## BEGIN Document text

[Stoves] Heat transfer and in-line water heater

Crispin Pemberton-Pigott crispinpigott at gmail.com
Thu Dec 6 16:17:14 EST 2007


Dear Andrew

The important bits:

>I don't see pulse combustors being viable as stoves, 

Agreed!

>I've had a few exciting moments with combustion experiments but not
>with wood, the most startling was with a series of small acetylene
>explosions, my ears did ring!

The fake machines guns on WWI biplanes work that way with acetylene and air
fed into a tube with a spark plug at the top end.  Sounds like a 303!

>...it looked like the maximum radiation
>from a stoichiometric wood burn at 1600C in a combustion chamber 150mm
>diameter was 13kW(t), use wet wood and increase excess air such that
>the combustion chamber dropped to 800C and you reduce this tenfold.

Very impressive.  On a shiny pot it might be greatly reduced (another 50%?) 

>>Increasing the velocity will increase the heat transfer RATE in J/sq cm /
>>second. 

>Which is the same as saying the power into the pot increases, for
>efficiency to remain the same the flue gases after the pot must be the
>same as the previous case.

I was trying to point out that if you absorb all the heat available in the
first 5 cm of pot radius, there isn't much left to collect. For example
putting a black aluminum pot on a concentrated natural gas flame means the
food gets burned to the bottom centre of the pot and the edges are
relatively cold.

Increasing the heat transfer rate in the region above the flame will only
make things worse and leave less heat to be absorbed at the edges.

Increasing the gap between the flame and the pot will reduce the rate of
heat transfer in the centre of the pot and all more even heating of the
whole bottom be allowing the edges to pick up more of it.  In such a case,
some of the time, the heat transfer efficiency will not drop as the exit
temperature could be the same.  In others, it might have a higher exit
temperature.

Something one must think of when doing this is that the added height affects
the excess air volume and thus lower the efficiency, not because of a lower
gas velocity, but because of more heat lost to more unneeded air flow.

## END Document text
## BEGIN Material provided

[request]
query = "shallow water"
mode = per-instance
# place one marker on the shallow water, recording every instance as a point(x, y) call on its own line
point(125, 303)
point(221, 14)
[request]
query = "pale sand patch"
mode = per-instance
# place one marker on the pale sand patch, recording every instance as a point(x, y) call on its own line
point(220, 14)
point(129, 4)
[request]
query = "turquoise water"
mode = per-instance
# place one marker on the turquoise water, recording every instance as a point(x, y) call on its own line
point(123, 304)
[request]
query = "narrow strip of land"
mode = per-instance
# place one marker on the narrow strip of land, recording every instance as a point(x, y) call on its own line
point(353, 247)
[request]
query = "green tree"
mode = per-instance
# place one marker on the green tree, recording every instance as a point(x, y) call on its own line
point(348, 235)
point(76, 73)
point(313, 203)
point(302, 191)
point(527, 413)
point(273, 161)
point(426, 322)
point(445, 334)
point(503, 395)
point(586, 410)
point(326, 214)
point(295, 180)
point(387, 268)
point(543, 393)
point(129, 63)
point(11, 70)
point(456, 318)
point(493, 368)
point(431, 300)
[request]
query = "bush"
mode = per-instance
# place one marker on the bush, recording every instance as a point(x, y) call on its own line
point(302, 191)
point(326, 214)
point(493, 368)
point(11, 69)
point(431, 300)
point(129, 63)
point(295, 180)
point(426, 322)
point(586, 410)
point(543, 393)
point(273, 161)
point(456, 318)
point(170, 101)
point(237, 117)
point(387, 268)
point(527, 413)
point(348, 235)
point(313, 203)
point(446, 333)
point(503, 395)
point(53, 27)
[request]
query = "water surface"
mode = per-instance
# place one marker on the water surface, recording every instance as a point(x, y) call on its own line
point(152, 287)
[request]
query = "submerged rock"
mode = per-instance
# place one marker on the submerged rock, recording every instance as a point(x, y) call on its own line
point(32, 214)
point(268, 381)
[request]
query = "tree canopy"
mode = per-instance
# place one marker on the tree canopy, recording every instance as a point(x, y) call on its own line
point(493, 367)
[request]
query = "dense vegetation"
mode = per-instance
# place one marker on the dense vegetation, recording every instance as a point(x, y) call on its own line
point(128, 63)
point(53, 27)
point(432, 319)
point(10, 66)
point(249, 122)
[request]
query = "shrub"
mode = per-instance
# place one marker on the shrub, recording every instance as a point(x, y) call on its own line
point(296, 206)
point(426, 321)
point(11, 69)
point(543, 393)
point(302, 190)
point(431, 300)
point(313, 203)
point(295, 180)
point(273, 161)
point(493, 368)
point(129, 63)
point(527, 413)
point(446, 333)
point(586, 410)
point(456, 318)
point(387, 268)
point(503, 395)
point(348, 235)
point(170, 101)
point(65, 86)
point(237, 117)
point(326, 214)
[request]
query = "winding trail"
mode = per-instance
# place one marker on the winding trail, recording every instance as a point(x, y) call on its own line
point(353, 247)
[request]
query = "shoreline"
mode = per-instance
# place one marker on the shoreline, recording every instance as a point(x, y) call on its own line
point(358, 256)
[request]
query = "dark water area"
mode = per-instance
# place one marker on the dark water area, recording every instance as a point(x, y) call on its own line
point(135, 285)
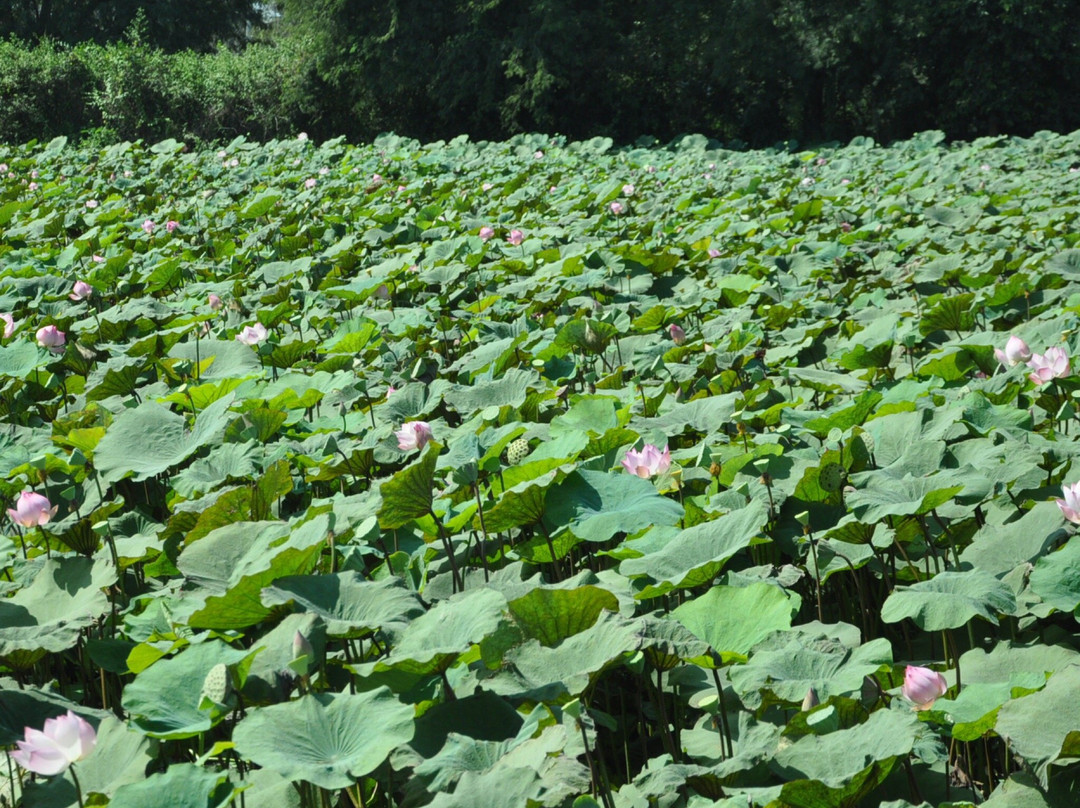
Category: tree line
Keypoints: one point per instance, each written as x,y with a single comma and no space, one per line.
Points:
743,71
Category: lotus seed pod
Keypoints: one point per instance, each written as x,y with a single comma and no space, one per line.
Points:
831,477
517,450
216,685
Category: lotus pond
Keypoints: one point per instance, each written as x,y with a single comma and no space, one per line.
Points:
540,473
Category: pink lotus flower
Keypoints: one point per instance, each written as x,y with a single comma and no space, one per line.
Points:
81,291
413,435
52,338
31,510
922,687
647,462
1015,351
252,335
1053,364
63,741
1070,506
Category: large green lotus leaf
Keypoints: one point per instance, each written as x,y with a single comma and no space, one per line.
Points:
840,768
1056,576
267,556
18,359
999,549
570,667
508,391
733,619
499,788
65,596
698,553
408,494
1021,665
163,700
350,604
790,671
181,785
434,640
329,740
949,600
887,496
553,615
597,505
706,415
522,505
219,359
150,439
1044,727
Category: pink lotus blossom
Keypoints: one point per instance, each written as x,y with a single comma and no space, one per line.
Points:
1070,506
31,510
922,686
50,751
1015,352
252,335
52,338
647,462
413,435
1053,364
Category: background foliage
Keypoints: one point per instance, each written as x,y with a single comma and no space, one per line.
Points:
739,70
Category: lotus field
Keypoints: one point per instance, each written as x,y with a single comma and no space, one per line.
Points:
540,473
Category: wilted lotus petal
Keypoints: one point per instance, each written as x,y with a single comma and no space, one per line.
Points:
63,741
922,686
52,338
31,510
1070,506
647,462
253,334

## END Material provided

→ **Problem description**
Copy the stove message word for word, starting with "I was trying" and going on through "at the edges.".

→ **Task result**
I was trying to point out that if you absorb all the heat available in the
first 5 cm of pot radius, there isn't much left to collect. For example
putting a black aluminum pot on a concentrated natural gas flame means the
food gets burned to the bottom centre of the pot and the edges are
relatively cold.

Increasing the heat transfer rate in the region above the flame will only
make things worse and leave less heat to be absorbed at the edges.